PASSAGE FOR REVIEW:
- - - - -
Modicus is beginning a five-year, $2 million commercial contract, Chertier said, and the company has engaged in talks with Vertex Pharmaceuticals, Flagship Pioneering and Oak Ridge National Laboratory.
CEO Rick Chakra created Armada IQ, based in North Carolina, with the hopes of creating a world without car crashes, emissions or disruptions.
Armada plans to roll out an artificial intelligence platform that analyzes footage and provides insight to improve driving safety. Armada plans to offer a three-tier subscription model to commercial trucking companies.
It is partnering with the Tennessee Department of Transportation and Oak Ridge National Laboratory to capture and analyze semi-autonomous vehicle data.
Dragos Stanciu is the founder and CEO of London-based Grayscale AI.
Built on a platform inspired by the human brain, Grayscale uses neuromorphic computing to process data. The platform, Stanciu said, is 1,000 times faster than existing artificial intelligence and 10,000 times more energy efficient.
Grayscale AI is piloting the technology in the automotive, aerospace and defense industries. The startup has also signed a deal with Intel to gain access to hardware needed to further develop the technology, Stanciu said.
In eight years, carbon emissions need to be cut in half to prevent global warming from hitting intolerable levels, Silvis Materials CEO Patty Ferreira said.
Silvis, based in Colorado, wants to reduce the world’s dependence on plastics by creating bio-based, cost-effective materials. Using cellulose, an abundant material from plants, Silvis makes 100% renewable adhesives and coatings for packaging.
Ferreira plans to set up a research lab in Knoxville later this summer, she said.
Mohamed Mezian is the CEO of New York-based Augurisk, which uses artificial intelligence to mitigate crime and natural disaster risks for homeowners.
Last year, according to Mezian, one in 10 U.S. homes were affected by natural disaster, costing homeowners $60 billion in damages.
On its consumer-facing platform, Vetter.com, Augurisk determines the impact weather disasters and crime could have on a home’s value. Users can browse properties on the free website. Real estate professionals can subscribe to receive premium features.
Mezian said Augurisk is securing partnerships with companies like Realtor.com, Rocket Mortgage and home security company Frontpoint.
Have you been the victim of a cyber attack? Cypienta CEO Ezz Tahoun has and wants to prevent them.
Cypienta, based in Toronto, is developing technology that detects and tracks the “footprints” hackers leave behind by analyzing one trillion data points per minute. The technology could be used to predict and prevent future attacks, and Tahoun said it would share information around the globe to prevent other attacks.
The company is working with scientists at Oak Ridge National Laboratory to develop more efficient algorithms, Tahoun said.
It takes four months to book a dermatology appointment in Knoxville, according to CEO Eleanor Jones. That’s twice as long as the national average.
Skintelligent, headquartered in Atlanta, is using artificial intelligence to bring instant skin care to your smartphone. By uploading a picture of your face and answering some basic questions, the technology would recognize and diagnose acne, wrinkles and skin conditions. It could also recommended treatment options.
The company has a research partnership with Oak Ridge National Laboratory to improve the software’s ability to read and screen photos.
Working from home has become the norm for many. Furkan Eris, CEO of Spiky, developed technology that allows managers to monitor engagement remotely.
Users create a team of workers, upload their video conferencing tool and videos, then Spiky AI provides insights to managers about the team’s efficiency of communication and overall engagement.
Eris said Spikey, based in Boston, has worked with Microsoft Teams and Cisco WebEx.
FLUIX was founded by CEO Abhishek Sastri and is based in Florida, but the company will have a long-term presence in East Tennessee, where Sastri plans for all FLUIX products to be designed and manufactured.
The company creates efficient cooling systems for computers with a turbulent liquid cooling system. The systems, according to Sastri, can improve processing speeds by 25%, allowing for faster processing and less buffering.
Sastri previously told Knox News all FLUIX products will be manufactured at TGS Precision in Lenoir City.
- - - - -
EXERCISE OBJECTIVE: From the passage on tech startups, copy the text from "The company is" up to and including "the national average.".

[Natural-language object grounding data]
- - - - -
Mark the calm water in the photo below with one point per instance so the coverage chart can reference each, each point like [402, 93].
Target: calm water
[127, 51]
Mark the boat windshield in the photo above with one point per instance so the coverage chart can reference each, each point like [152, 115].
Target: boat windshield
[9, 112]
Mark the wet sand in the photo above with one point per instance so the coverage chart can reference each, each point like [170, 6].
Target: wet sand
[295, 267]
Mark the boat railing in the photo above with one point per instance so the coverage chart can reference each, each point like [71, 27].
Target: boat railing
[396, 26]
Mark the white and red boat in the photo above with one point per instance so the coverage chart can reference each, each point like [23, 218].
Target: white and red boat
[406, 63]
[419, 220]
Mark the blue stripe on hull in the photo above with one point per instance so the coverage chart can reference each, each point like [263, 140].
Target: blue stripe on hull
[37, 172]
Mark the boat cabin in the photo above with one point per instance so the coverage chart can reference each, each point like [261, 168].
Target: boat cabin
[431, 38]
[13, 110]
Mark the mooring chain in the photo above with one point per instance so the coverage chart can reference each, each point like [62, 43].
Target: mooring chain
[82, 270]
- - - - -
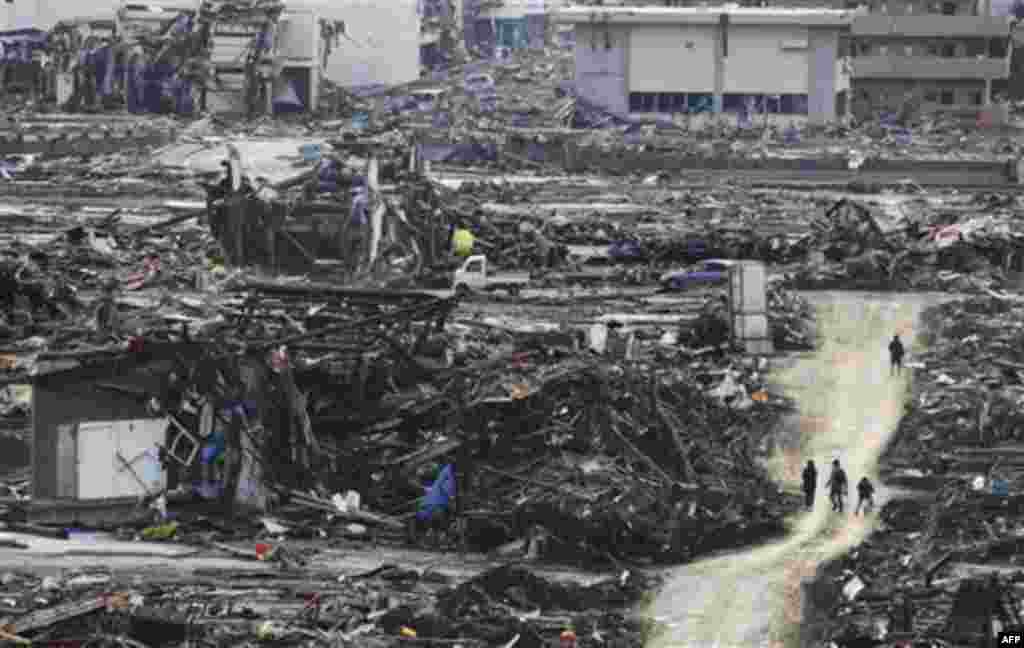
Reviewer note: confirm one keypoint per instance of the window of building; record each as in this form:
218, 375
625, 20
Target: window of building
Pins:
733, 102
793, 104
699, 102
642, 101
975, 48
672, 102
- - - - -
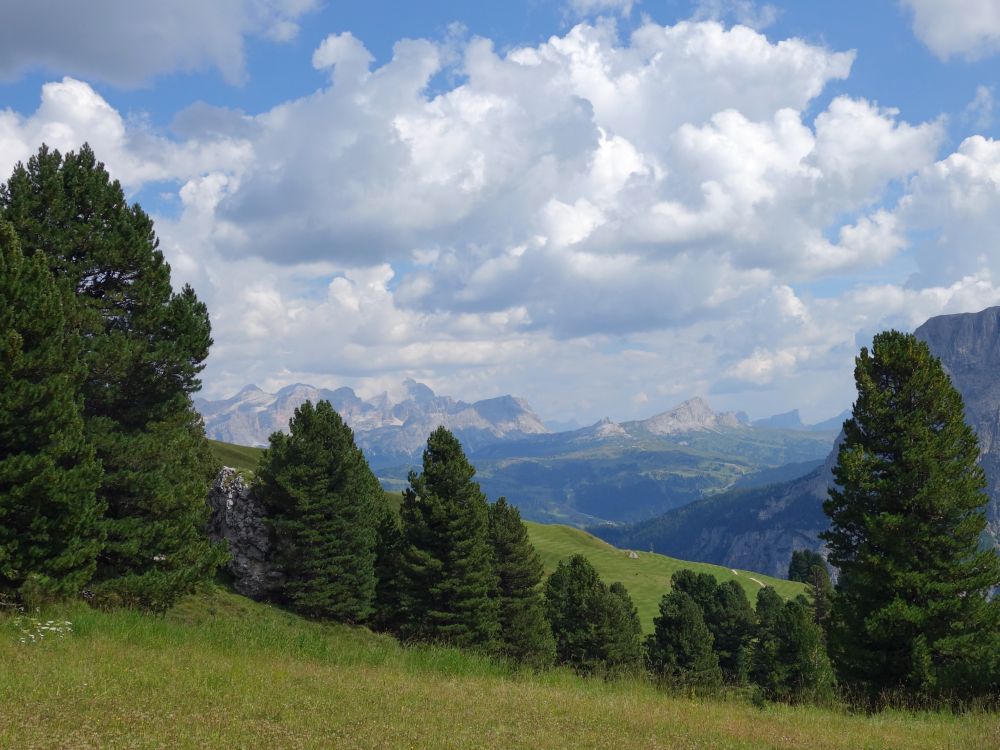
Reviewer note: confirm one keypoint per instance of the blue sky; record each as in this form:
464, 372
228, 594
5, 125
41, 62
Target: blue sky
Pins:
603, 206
- - - - -
OUTPUT BELOW:
The company is working with scientists at Oak Ridge National Laboratory to develop more efficient algorithms, Tahoun said.
It takes four months to book a dermatology appointment in Knoxville, according to CEO Eleanor Jones. That’s twice as long as the national average.